> What to do
Rewrite the data below with "instance" changed to "occurrence" and nothing else altered.

> Provided records
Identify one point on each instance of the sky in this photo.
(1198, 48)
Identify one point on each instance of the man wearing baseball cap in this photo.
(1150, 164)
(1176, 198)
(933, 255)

> The output
Identify one point on each occurrence of the sky in this photo.
(1198, 48)
Identify one point on each occurrence of the man wearing baseball cap in this photo.
(1150, 164)
(1176, 198)
(933, 255)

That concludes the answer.